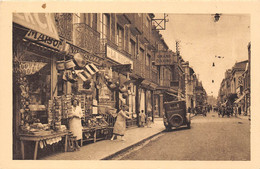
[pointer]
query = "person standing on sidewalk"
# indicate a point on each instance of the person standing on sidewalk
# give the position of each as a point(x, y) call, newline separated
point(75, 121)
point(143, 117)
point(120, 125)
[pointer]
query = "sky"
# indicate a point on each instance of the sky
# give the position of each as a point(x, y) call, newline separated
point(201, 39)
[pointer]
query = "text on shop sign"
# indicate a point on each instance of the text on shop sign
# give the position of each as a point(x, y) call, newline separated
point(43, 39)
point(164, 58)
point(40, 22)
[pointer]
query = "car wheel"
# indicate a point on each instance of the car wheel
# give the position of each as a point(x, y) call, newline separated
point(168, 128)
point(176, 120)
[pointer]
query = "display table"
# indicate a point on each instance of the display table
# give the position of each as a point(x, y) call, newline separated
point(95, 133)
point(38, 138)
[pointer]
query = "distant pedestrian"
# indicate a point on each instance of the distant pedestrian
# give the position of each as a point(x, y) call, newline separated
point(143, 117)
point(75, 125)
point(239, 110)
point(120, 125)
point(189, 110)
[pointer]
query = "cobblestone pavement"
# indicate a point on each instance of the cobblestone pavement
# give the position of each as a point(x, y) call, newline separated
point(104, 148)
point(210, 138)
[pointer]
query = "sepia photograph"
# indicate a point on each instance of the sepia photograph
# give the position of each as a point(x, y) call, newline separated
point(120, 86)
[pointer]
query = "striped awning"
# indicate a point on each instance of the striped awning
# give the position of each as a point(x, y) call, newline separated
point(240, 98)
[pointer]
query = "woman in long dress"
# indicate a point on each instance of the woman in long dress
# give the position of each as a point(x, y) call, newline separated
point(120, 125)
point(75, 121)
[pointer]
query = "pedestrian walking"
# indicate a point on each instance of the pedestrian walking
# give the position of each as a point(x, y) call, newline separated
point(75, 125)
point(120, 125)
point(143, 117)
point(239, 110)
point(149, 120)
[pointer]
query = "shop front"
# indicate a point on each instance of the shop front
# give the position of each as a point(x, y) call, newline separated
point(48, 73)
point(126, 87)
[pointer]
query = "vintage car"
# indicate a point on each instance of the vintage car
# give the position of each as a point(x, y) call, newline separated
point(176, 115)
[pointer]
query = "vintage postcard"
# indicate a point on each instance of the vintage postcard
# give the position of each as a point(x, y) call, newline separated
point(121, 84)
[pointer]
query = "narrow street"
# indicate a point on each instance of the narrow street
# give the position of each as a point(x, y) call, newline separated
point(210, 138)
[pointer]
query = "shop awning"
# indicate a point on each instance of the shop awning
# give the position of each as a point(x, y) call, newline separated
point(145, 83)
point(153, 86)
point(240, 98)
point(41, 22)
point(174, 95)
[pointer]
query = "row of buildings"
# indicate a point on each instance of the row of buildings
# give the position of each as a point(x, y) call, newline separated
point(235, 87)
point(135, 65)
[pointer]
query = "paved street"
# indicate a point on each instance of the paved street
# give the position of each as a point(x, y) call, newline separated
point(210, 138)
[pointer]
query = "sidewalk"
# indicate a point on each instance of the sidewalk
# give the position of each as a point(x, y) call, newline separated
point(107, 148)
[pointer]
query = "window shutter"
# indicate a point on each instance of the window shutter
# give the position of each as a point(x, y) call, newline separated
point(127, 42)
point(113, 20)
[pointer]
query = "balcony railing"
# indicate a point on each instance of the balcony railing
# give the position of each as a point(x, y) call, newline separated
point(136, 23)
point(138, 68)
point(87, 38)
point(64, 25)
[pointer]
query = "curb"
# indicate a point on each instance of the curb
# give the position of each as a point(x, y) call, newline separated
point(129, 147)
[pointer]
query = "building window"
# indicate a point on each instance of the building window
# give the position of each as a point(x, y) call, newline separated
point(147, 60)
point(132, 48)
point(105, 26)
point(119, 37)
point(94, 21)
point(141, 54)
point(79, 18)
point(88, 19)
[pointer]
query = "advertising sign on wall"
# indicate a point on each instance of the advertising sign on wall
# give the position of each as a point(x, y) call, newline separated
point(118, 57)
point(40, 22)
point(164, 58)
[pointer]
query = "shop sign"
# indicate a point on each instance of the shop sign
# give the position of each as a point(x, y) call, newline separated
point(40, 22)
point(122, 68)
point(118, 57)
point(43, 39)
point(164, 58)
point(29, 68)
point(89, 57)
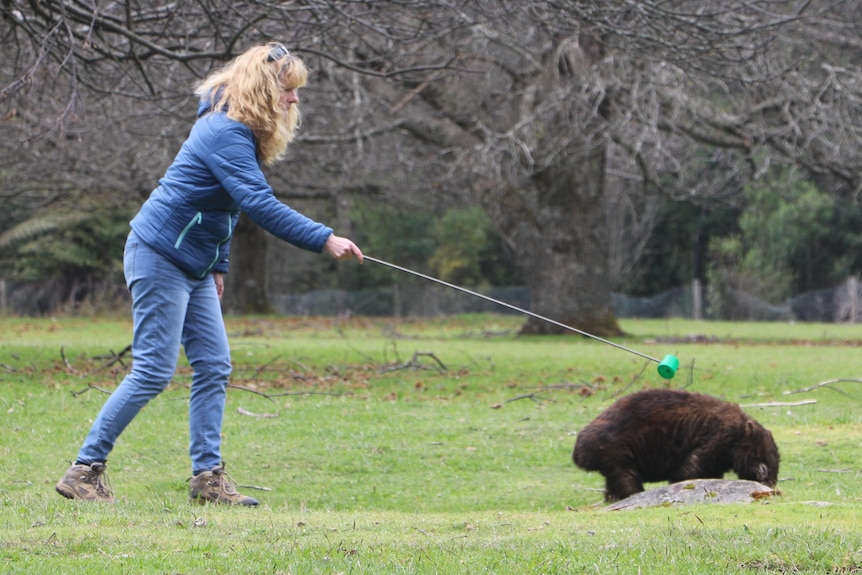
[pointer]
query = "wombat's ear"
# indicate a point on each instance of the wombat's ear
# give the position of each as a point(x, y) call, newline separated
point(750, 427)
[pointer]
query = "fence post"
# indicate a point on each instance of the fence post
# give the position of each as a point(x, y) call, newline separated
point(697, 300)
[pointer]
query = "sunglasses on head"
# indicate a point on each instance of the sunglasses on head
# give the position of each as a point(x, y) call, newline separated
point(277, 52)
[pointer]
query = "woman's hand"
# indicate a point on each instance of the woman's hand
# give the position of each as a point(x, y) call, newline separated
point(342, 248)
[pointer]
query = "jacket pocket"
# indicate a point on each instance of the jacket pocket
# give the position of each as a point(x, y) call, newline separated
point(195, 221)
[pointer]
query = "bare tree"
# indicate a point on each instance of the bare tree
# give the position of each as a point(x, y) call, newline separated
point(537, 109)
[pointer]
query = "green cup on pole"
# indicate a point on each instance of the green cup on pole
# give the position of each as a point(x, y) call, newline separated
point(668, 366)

************

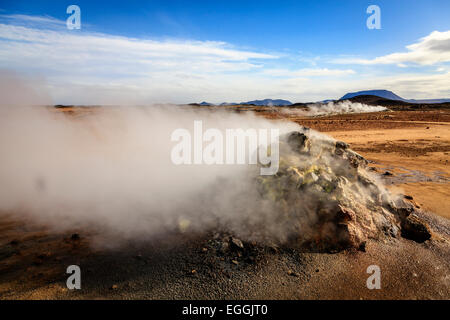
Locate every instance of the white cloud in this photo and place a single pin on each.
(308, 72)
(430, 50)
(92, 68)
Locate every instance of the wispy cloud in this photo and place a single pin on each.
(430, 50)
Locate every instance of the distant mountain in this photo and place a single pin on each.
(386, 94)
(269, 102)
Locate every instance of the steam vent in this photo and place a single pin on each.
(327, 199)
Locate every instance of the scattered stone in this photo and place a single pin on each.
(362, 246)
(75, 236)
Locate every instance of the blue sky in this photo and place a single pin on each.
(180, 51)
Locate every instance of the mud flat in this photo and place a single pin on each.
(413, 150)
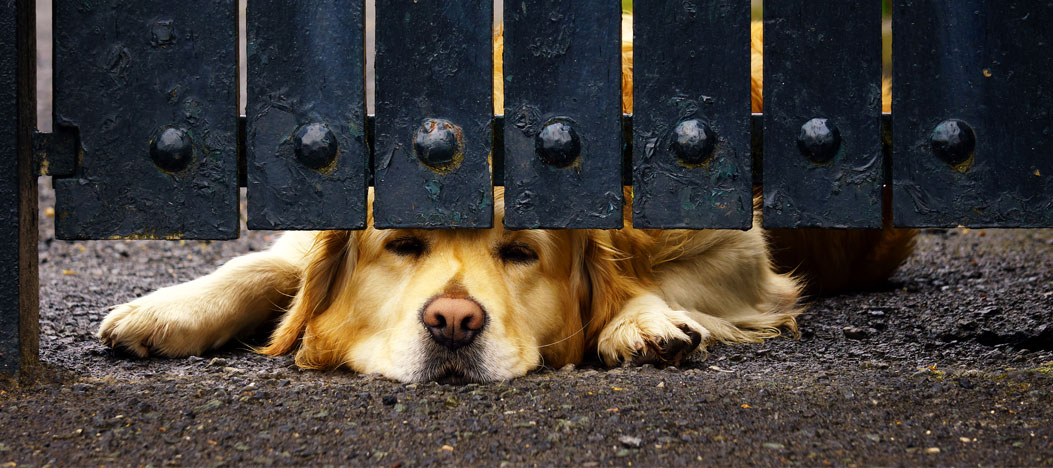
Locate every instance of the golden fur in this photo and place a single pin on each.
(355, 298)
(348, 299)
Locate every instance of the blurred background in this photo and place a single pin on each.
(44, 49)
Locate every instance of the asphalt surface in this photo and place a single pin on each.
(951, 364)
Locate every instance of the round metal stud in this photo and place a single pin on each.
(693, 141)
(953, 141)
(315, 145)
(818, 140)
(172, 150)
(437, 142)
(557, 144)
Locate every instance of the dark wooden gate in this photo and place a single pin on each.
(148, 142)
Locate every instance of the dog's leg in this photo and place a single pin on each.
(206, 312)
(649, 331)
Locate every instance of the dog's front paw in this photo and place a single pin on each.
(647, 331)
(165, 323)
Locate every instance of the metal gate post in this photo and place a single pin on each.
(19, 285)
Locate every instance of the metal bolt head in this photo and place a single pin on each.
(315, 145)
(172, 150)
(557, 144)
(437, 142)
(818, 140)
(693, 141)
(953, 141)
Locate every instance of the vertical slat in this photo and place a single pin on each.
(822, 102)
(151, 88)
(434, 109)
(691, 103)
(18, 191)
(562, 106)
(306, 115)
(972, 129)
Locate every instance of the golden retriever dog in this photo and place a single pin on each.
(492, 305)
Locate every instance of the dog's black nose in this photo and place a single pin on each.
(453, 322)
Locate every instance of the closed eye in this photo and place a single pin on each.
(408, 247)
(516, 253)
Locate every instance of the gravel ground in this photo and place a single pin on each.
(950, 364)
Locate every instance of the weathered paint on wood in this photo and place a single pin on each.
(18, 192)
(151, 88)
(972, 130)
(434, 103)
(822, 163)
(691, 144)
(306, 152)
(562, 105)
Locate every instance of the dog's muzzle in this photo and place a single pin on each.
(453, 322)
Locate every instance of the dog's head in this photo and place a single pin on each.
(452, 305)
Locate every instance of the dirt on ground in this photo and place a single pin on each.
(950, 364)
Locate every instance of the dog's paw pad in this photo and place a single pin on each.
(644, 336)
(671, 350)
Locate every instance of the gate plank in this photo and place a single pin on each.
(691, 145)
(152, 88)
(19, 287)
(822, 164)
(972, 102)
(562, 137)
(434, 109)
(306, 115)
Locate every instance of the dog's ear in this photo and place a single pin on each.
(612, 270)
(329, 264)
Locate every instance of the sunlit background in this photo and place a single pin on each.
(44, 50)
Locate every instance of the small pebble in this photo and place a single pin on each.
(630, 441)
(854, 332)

************

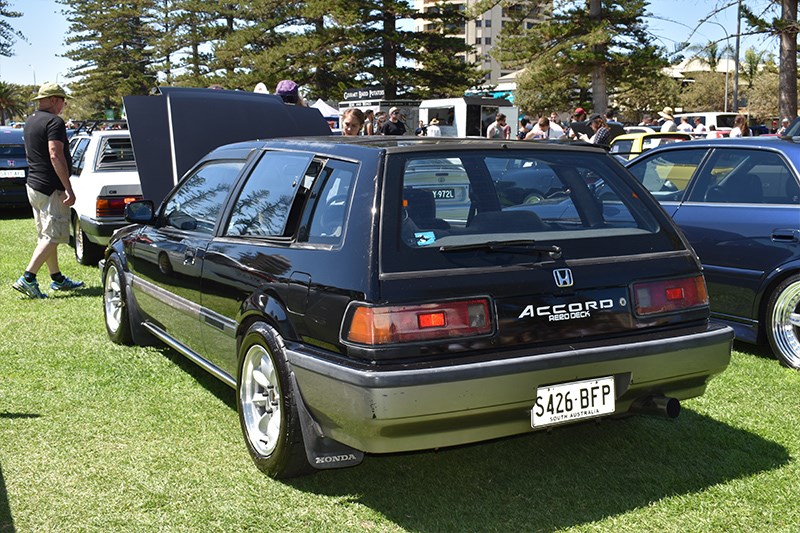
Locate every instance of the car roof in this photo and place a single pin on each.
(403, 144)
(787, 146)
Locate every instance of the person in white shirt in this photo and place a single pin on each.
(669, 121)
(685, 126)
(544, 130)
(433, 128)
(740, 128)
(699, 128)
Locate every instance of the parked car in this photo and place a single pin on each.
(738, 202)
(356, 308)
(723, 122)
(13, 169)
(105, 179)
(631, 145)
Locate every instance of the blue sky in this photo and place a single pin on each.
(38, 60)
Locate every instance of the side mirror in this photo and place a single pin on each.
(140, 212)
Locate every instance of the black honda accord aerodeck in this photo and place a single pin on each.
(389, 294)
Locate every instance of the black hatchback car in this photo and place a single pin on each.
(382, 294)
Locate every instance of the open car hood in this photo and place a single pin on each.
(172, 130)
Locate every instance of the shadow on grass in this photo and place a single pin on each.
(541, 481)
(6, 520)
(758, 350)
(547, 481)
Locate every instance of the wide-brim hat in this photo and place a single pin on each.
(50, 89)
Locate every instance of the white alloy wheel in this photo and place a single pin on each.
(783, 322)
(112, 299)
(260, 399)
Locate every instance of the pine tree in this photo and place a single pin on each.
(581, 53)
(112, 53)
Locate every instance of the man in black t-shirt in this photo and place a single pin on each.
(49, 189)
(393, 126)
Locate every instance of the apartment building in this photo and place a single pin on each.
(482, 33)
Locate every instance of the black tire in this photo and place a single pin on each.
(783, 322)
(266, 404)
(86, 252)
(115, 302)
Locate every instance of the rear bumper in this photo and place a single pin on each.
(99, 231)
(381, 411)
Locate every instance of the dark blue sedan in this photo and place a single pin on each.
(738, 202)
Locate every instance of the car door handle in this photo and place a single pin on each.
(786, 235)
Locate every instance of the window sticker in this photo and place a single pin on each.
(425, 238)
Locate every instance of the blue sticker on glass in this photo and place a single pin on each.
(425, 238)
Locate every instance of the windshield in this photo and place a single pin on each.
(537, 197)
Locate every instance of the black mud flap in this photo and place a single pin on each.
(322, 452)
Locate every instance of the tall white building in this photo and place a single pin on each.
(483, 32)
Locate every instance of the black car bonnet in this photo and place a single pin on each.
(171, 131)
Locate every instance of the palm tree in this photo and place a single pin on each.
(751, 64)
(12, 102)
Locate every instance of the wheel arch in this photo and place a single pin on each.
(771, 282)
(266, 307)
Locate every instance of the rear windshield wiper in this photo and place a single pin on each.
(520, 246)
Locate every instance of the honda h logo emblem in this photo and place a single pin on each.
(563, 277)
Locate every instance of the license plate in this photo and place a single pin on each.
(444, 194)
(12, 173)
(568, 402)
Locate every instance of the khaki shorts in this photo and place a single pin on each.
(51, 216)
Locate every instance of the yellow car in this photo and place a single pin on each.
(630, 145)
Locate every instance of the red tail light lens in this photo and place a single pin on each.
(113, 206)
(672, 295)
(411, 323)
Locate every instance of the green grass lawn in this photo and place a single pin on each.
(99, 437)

************

Pull out all lines of the data with the string "text".

query = "text on shop sign"
# indicate a point on each instance of the text on shop sign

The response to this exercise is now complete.